**Things to do:**
1. Can you extract the passage of the excerpt on the IRA's jobs and inflation effects from "We can’t yet" to "help reduce inflation?"?
2. Would you continue the excerpt on the IRA's jobs and inflation effects, starting right after its final sentence?

**Excerpt provided:**
== Segment start ==

We have estimated that the average level of job creation through the combination of public and private spending resulting from the IRA will be about 912,000 jobs. Jobs will be generated across all sectors of the economy and in all parts of the country. This is a healthy, but not a massive, expansion within the overall U.S. labor force. It is equal to about 0.5 percent of the overall labor force. We cannot expect any greater impact when the level of spending will be about 0.4 percent of GDP. At the same time, this level of job creation will certainly refute the long-repeated climate deniers’ mantra that advancing a viable climate stabilization program has to be a job killer. In fact, even the relatively modest IRA will generate far more jobs than those that would be lost every year through something like a 20-year fossil fuel industry phase out.

We can’t yet say that these new jobs will necessarily offer high-quality opportunities that pay decently, offer good benefits and working conditions, and provide opportunities for workers to freely become union members. These are features that workers and organizers will need to fight for as the new wave of IRA investments emerge. The fact that the overall investment program will be heavily subsidized by the federal government means that the government will have the leverage to establish strong labor standards for any firms with their hands in the till for subsidies.

What about inflation? Will the act help reduce inflation?

The IRA will not have an impact immediately on inflation. But after a few years, it will help to lower prices through two main channels. The most obvious is by lowering energy prices by substituting cheap renewables for expensive fossil fuel energy. According to the International Renewable Energy Agency, the costs for producing electricity with fossil fuel energy in the advanced economies ranged between 5.5 to 14.8 cents per kilowatt hour as of 2020, with these figures rising in 2021 in the aftermath of the COVID lockdown. By contrast, the average prices for onshore wind and solar photovoltaics were 3.3 and 4.8 cents respectively in 2021. Moreover, the costs of solar and wind power fell sharply between 2010 to 2021, led by the massive 88 percent decline in solar PV. The average costs for solar and wind should continue to decline still further as advances in technology proceed along with the rapid global expansion of these sectors. What could, nevertheless, wipe out this opportunity to reduce inflationary pressures is if the U.S. does actually proceed with attempting to keep its fossil fuel industry alive through unproven and expensive carbon capture technologies.

== Segment end ==

(Photo-based referring expression data)
== Segment start ==

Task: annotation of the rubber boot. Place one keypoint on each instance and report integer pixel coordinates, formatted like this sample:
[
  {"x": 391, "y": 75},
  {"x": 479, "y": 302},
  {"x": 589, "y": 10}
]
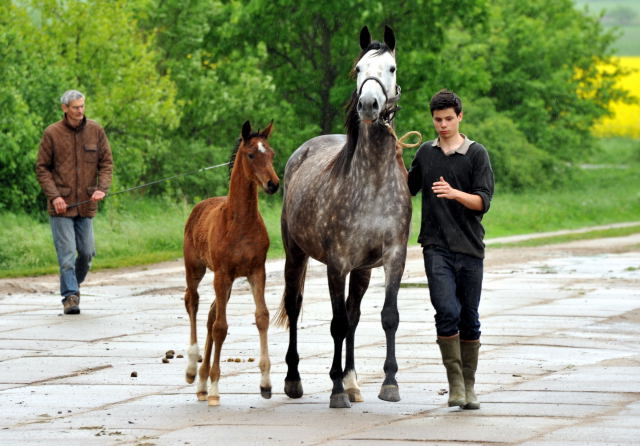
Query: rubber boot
[
  {"x": 469, "y": 351},
  {"x": 450, "y": 350}
]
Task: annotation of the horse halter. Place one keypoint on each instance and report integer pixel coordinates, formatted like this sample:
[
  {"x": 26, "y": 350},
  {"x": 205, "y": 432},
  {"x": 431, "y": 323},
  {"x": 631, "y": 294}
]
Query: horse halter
[{"x": 391, "y": 108}]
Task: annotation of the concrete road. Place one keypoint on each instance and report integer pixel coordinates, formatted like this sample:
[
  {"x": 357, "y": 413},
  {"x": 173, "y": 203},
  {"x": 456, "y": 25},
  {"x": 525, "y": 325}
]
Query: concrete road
[{"x": 559, "y": 365}]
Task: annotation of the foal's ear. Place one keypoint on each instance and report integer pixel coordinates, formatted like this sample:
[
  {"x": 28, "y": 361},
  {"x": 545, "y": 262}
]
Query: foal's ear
[
  {"x": 246, "y": 130},
  {"x": 267, "y": 131},
  {"x": 389, "y": 37},
  {"x": 365, "y": 37}
]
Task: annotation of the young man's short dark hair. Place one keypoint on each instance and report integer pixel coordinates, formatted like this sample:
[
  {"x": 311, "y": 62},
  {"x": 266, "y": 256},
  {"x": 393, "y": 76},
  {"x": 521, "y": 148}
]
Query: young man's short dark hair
[{"x": 445, "y": 99}]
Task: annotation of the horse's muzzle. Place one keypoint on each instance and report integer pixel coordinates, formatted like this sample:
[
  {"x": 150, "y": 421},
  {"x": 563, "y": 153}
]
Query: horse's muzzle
[{"x": 272, "y": 187}]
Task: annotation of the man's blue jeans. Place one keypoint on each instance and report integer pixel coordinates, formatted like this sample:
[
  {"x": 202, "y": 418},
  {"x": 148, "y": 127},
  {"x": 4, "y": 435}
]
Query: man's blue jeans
[
  {"x": 455, "y": 284},
  {"x": 75, "y": 247}
]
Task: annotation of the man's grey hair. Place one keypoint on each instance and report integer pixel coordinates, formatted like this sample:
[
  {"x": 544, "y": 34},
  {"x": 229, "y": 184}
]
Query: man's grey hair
[{"x": 70, "y": 95}]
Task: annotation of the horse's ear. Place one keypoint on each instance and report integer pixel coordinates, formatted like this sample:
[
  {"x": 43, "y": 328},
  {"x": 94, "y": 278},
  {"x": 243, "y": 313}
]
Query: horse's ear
[
  {"x": 246, "y": 130},
  {"x": 389, "y": 37},
  {"x": 365, "y": 38},
  {"x": 267, "y": 131}
]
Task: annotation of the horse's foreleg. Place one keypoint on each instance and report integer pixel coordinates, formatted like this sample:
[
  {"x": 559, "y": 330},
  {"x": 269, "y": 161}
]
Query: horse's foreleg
[
  {"x": 339, "y": 328},
  {"x": 257, "y": 281},
  {"x": 222, "y": 284},
  {"x": 393, "y": 268},
  {"x": 194, "y": 273},
  {"x": 295, "y": 268},
  {"x": 358, "y": 284}
]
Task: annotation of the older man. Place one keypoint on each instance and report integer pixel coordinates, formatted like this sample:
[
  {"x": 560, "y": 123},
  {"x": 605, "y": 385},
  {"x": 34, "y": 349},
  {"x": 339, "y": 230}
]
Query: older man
[{"x": 74, "y": 165}]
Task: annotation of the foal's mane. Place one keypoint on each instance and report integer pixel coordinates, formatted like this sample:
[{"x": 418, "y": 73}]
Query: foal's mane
[{"x": 342, "y": 162}]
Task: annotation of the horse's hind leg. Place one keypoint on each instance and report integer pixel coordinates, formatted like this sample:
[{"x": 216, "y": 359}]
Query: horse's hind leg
[
  {"x": 218, "y": 331},
  {"x": 295, "y": 269},
  {"x": 358, "y": 284},
  {"x": 203, "y": 374},
  {"x": 257, "y": 281},
  {"x": 195, "y": 271}
]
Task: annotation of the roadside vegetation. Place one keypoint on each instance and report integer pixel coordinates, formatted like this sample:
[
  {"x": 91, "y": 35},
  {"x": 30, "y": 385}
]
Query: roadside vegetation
[{"x": 177, "y": 79}]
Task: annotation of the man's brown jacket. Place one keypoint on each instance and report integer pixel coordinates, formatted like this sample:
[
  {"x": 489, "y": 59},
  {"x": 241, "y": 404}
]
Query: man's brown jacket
[{"x": 74, "y": 162}]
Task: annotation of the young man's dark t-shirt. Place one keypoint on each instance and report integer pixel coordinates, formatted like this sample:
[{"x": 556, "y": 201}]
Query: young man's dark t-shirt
[{"x": 447, "y": 223}]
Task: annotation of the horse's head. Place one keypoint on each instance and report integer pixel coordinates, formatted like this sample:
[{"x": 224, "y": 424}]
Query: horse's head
[
  {"x": 257, "y": 157},
  {"x": 376, "y": 76}
]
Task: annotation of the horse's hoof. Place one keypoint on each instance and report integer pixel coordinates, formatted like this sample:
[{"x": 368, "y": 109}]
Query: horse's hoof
[
  {"x": 339, "y": 401},
  {"x": 389, "y": 392},
  {"x": 265, "y": 392},
  {"x": 293, "y": 389},
  {"x": 354, "y": 395}
]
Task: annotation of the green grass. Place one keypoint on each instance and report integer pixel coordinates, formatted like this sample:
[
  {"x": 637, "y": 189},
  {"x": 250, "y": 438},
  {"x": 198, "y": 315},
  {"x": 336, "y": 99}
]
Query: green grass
[
  {"x": 589, "y": 235},
  {"x": 133, "y": 231}
]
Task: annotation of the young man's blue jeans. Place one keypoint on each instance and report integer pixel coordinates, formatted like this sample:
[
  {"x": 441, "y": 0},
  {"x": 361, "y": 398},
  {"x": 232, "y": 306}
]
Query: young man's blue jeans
[
  {"x": 455, "y": 283},
  {"x": 73, "y": 239}
]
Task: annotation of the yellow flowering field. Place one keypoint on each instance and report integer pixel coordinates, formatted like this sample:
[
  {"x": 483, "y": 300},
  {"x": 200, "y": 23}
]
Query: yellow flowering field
[{"x": 626, "y": 119}]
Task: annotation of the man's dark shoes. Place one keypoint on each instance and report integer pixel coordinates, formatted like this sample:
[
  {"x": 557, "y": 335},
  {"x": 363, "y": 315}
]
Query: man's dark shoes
[{"x": 71, "y": 304}]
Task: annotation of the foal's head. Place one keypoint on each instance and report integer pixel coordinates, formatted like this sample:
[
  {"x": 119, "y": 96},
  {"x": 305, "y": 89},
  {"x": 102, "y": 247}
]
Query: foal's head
[
  {"x": 376, "y": 75},
  {"x": 254, "y": 156}
]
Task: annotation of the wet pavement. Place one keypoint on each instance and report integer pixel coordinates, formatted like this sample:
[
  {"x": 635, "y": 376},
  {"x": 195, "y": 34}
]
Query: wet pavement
[{"x": 559, "y": 364}]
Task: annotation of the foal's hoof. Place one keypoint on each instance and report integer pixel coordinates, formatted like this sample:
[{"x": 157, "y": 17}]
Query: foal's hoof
[
  {"x": 265, "y": 392},
  {"x": 389, "y": 392},
  {"x": 293, "y": 389},
  {"x": 339, "y": 401},
  {"x": 354, "y": 395}
]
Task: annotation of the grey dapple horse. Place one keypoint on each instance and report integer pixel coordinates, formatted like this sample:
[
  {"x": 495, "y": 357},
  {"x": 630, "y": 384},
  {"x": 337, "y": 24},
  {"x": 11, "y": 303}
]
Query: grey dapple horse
[{"x": 347, "y": 204}]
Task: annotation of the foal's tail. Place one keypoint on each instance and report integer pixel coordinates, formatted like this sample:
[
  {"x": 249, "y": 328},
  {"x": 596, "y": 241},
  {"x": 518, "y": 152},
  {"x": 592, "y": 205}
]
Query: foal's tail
[{"x": 281, "y": 319}]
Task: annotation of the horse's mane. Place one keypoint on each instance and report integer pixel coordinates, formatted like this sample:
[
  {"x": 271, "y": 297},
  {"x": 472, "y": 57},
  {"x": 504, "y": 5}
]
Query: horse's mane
[
  {"x": 232, "y": 158},
  {"x": 342, "y": 161}
]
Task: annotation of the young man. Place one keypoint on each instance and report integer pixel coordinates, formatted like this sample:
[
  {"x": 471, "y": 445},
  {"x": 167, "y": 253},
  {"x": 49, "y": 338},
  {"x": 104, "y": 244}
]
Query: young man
[
  {"x": 74, "y": 165},
  {"x": 456, "y": 180}
]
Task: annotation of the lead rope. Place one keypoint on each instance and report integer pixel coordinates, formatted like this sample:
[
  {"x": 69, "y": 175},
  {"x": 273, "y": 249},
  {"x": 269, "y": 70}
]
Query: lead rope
[
  {"x": 400, "y": 142},
  {"x": 152, "y": 182}
]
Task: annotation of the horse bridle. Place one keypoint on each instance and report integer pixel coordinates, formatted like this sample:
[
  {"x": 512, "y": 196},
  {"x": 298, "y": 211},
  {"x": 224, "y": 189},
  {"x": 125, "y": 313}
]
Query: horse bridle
[{"x": 391, "y": 106}]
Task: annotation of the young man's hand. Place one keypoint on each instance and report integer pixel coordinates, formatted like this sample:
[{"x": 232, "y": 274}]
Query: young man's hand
[
  {"x": 59, "y": 205},
  {"x": 442, "y": 189}
]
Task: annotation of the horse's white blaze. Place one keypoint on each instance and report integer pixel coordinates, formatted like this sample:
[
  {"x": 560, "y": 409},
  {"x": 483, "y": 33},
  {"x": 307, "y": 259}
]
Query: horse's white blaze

== Segment end ==

**Per-task answers:**
1.
We can’t yet say that these new jobs will necessarily offer high-quality opportunities that pay decently, offer good benefits and working conditions, and provide opportunities for workers to freely become union members. These are features that workers and organizers will need to fight for as the new wave of IRA investments emerge. The fact that the overall investment program will be heavily subsidized by the federal government means that the government will have the leverage to establish strong labor standards for any firms with their hands in the till for subsidies.

What about inflation? Will the act help reduce inflation?

2.
The story is similar with nuclear. The U.S. Energy Information Administration estimates that generating a kilowatt of electricity through nuclear as of 2027 will cost 8.2 cents, more than twice the current figure for onshore wind and nearly double that for solar PV.

The other major way in which the IRA could be anti-inflationary is through the provisions of the bill on health care that we have not been discussing. In particular, under the IRA, the federal government will be empowered to negotiate the prices that the Medicare program pays to private pharmaceutical corporations to purchase prescription drugs. In the U.S. at present, the most widely used prescription drugs cost an average of roughly twice as much as what the exact same drug costs in other high-income countries. This is because, in the other countries, the governments negotiate prices with the pharma corporations, preventing them from extracting monopolistic profits. In the U.S., by contrast, the pharmaceutical companies regularly mark up drug prices far beyond what is needed to cover their costs. This is the main reason they have consistently been the most profitable industry in the U.S.

Overall, then, the IRA can contribute to reducing inflationary pressures in the U.S. to the extent that it succeeds in fighting the power now exercised by the giant oil and drug companies.